▸ Goal of the exercise:
Give back only the lines from the one with "Locate the meadow" through the last line of the data, exactly as they appear.

▸ Data supplied:
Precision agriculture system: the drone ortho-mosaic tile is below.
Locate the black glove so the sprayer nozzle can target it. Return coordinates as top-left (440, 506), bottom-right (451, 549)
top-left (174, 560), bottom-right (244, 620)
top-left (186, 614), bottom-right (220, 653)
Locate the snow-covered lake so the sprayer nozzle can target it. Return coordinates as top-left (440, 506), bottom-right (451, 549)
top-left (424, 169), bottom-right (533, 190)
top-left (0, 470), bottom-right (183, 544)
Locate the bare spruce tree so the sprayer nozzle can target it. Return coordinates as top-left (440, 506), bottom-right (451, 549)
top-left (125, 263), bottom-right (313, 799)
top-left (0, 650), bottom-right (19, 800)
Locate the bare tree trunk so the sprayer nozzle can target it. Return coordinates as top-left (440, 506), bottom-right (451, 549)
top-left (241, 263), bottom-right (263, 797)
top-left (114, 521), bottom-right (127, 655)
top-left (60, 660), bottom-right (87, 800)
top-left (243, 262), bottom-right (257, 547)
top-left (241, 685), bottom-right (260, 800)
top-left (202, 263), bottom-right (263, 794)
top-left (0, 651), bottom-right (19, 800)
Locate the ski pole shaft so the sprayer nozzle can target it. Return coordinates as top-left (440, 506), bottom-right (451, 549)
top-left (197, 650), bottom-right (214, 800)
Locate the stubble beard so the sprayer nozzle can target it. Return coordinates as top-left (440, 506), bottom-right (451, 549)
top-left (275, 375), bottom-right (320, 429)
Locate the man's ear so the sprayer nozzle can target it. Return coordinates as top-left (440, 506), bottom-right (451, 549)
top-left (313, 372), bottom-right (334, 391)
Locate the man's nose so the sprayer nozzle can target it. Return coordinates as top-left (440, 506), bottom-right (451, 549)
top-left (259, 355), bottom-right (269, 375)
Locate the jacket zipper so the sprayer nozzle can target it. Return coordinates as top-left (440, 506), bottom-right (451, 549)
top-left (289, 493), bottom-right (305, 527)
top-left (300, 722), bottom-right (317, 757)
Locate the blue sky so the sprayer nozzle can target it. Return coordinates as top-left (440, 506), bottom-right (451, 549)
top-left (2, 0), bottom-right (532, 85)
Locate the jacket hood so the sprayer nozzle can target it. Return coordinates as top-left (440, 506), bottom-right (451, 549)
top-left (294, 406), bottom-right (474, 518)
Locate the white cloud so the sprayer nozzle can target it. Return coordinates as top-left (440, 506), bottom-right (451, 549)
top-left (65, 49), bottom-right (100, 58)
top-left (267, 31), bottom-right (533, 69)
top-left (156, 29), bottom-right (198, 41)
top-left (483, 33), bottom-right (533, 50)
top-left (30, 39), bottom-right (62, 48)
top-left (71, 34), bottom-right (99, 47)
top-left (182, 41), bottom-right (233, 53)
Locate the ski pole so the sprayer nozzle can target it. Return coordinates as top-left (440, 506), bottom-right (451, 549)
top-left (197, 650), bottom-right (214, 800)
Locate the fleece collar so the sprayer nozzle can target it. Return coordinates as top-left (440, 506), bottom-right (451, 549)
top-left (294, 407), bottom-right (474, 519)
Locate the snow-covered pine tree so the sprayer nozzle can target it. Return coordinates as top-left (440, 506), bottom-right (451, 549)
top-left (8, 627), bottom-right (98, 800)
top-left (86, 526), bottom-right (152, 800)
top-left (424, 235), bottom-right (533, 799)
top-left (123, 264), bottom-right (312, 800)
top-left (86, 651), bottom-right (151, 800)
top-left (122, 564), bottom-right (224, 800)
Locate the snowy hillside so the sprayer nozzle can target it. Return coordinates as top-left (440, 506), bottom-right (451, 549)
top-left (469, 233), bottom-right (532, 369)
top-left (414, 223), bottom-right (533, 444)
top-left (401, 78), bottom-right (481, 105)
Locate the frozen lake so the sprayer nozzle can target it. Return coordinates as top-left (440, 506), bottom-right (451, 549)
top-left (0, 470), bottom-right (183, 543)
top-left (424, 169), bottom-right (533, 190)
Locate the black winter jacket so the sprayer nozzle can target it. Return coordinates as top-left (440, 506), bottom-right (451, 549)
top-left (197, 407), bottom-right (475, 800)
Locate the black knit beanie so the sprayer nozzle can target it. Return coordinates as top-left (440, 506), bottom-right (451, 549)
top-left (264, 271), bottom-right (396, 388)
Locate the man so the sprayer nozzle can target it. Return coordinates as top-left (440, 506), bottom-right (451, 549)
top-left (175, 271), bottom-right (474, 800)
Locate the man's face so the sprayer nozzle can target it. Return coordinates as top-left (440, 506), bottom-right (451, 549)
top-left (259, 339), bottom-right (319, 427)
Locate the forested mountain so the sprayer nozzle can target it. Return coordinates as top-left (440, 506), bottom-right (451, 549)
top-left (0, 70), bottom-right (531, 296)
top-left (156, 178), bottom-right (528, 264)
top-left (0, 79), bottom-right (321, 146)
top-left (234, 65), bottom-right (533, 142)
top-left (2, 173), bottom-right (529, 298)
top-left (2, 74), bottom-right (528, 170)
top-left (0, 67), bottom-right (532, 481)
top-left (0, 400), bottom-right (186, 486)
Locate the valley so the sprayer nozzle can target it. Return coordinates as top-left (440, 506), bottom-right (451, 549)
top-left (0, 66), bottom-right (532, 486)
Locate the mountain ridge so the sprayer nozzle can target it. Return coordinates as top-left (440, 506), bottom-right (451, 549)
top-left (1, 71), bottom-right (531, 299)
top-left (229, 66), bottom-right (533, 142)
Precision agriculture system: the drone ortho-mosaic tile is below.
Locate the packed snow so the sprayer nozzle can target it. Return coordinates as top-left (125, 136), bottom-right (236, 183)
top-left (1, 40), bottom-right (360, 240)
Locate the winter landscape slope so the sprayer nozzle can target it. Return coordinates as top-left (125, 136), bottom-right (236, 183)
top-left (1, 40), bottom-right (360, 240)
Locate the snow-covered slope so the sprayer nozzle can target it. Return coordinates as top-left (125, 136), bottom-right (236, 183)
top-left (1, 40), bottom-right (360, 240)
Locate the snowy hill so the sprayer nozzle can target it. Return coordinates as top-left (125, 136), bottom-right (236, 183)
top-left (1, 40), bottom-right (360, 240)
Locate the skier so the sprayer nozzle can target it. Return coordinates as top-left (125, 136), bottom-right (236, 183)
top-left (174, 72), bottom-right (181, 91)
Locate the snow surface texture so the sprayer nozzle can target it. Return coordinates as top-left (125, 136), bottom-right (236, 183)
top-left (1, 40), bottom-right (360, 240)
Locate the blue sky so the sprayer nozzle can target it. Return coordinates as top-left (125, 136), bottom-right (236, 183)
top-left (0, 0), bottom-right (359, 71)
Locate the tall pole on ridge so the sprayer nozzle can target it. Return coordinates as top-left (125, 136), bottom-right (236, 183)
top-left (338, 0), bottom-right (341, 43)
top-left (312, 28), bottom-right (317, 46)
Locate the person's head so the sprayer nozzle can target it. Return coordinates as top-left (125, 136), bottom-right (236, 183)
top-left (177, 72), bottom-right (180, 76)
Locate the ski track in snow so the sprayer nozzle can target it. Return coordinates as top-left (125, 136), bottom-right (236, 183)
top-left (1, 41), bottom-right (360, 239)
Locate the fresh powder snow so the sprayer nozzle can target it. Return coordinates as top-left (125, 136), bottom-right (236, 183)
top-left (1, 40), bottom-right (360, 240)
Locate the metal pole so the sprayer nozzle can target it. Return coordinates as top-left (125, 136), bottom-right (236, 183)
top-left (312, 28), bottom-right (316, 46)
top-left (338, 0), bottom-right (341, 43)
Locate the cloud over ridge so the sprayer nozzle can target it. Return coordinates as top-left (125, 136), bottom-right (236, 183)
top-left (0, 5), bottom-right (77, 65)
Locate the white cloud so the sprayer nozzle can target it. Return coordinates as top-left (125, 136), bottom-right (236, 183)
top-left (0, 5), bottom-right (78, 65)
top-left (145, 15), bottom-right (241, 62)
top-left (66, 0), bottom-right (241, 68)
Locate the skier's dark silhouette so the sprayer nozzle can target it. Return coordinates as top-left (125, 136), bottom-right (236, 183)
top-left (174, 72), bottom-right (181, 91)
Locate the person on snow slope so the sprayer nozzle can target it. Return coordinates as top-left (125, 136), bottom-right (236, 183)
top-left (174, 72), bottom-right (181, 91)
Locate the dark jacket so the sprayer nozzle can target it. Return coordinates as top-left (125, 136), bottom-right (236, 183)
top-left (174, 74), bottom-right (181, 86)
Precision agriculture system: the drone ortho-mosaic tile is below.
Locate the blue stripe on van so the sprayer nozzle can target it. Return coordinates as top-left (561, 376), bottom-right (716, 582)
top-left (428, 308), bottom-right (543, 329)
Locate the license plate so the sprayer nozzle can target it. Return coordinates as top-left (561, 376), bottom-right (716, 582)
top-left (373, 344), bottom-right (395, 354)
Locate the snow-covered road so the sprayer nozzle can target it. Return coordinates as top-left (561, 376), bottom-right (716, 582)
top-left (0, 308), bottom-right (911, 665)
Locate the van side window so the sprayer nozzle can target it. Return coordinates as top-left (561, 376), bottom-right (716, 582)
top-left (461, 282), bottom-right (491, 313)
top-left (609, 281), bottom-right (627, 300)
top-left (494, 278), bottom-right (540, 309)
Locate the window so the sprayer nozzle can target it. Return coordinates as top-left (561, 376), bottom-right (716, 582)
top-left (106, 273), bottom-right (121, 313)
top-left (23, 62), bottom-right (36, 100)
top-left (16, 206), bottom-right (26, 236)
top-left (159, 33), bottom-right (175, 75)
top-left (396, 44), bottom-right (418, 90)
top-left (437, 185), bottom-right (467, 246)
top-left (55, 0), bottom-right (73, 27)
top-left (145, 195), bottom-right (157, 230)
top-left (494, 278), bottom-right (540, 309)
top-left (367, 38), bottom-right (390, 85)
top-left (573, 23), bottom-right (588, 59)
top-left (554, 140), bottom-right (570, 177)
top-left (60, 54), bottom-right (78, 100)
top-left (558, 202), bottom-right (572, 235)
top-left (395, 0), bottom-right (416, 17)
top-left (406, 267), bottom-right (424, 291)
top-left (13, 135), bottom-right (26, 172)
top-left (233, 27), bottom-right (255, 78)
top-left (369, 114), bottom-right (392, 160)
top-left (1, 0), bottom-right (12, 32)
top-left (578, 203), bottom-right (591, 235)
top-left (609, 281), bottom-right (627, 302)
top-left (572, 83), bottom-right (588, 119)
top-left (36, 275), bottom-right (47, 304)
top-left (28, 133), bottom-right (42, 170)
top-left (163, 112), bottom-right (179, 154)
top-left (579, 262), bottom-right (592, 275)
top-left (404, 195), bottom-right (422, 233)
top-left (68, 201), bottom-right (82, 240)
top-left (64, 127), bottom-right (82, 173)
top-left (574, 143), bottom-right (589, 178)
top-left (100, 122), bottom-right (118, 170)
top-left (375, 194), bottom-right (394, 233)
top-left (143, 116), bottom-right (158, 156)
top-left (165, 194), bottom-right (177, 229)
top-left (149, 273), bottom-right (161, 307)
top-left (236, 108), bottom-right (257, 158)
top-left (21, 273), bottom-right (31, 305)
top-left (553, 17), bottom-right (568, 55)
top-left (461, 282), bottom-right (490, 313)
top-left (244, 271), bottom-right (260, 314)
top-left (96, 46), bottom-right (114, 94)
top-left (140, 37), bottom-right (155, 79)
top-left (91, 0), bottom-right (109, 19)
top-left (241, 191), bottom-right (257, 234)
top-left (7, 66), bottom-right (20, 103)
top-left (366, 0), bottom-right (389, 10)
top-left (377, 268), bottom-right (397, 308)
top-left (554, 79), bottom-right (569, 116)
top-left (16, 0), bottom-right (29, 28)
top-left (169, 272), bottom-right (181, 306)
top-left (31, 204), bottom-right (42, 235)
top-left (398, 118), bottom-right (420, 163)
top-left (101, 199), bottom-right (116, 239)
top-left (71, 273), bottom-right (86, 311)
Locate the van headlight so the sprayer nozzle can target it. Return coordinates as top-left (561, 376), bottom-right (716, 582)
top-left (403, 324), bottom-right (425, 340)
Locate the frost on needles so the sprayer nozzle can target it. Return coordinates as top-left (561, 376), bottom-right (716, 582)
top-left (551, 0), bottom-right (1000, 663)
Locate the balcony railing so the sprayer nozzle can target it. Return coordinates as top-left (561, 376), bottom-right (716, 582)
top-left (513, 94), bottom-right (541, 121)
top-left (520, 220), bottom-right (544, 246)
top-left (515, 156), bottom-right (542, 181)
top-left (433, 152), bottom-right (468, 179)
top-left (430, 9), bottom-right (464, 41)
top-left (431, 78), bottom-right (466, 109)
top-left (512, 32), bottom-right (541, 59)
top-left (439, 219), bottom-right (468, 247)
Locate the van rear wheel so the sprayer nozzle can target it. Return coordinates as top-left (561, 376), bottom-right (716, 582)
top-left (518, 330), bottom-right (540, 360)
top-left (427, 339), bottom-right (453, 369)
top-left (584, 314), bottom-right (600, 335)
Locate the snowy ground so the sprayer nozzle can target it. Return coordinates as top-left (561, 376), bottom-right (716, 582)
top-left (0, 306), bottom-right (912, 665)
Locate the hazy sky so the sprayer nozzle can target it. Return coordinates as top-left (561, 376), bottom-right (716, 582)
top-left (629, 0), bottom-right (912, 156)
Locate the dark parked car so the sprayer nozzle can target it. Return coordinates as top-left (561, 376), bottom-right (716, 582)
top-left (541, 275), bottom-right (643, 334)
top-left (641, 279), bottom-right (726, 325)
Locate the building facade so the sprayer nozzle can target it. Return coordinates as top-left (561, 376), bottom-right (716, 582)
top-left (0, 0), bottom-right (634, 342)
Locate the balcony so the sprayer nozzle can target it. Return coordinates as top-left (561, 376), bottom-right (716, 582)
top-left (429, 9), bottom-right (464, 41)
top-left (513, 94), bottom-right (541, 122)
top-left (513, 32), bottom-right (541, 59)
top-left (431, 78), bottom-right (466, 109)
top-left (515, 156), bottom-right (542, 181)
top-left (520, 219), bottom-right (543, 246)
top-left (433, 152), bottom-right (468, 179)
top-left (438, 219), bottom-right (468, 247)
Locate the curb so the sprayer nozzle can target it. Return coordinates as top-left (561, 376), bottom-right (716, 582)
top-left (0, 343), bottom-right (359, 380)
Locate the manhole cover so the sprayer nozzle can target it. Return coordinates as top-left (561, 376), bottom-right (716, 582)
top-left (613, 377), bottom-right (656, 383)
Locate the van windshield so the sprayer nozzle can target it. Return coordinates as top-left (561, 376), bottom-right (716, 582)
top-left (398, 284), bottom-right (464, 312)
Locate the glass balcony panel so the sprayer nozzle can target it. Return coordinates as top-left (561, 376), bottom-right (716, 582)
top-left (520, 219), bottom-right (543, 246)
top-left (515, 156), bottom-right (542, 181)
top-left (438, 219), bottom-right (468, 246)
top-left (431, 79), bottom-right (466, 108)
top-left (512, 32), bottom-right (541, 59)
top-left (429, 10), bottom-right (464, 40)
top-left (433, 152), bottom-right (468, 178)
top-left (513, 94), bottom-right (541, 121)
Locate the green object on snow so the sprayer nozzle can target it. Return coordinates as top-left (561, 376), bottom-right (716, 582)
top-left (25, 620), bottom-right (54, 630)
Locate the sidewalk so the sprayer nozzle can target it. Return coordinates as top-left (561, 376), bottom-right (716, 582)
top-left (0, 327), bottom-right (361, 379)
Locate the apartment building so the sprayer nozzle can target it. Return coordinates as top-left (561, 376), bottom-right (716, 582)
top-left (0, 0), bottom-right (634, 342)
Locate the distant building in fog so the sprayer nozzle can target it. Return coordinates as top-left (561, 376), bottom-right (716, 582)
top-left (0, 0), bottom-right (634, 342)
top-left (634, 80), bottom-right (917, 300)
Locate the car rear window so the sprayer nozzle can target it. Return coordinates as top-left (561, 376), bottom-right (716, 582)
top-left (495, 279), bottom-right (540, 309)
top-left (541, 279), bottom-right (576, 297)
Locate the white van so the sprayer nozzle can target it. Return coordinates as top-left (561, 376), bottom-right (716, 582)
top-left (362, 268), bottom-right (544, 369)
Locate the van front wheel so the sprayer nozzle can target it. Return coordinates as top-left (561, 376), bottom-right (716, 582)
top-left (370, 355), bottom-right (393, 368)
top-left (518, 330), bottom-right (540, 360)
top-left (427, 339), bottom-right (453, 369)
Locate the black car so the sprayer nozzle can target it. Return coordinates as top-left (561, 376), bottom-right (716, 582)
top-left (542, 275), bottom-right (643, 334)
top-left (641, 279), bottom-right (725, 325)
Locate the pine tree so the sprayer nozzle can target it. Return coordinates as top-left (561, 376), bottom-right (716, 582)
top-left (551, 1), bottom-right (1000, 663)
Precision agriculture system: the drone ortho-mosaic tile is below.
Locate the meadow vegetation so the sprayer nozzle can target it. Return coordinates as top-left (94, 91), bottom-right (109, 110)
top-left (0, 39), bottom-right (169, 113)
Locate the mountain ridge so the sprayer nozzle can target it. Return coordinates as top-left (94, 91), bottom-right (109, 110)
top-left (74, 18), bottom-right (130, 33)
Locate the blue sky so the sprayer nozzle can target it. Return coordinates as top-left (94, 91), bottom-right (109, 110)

▸ Response:
Locate the meadow vegetation so the sprayer nozzle can target it. Return coordinates as top-left (94, 91), bottom-right (109, 110)
top-left (0, 39), bottom-right (169, 113)
Locate the mountain ridge so the sprayer nozzle can target it. Return coordinates as top-left (94, 91), bottom-right (109, 110)
top-left (74, 18), bottom-right (130, 33)
Locate the blue sky so the sprayer nozzle can target it. Return coordinates as top-left (94, 91), bottom-right (109, 110)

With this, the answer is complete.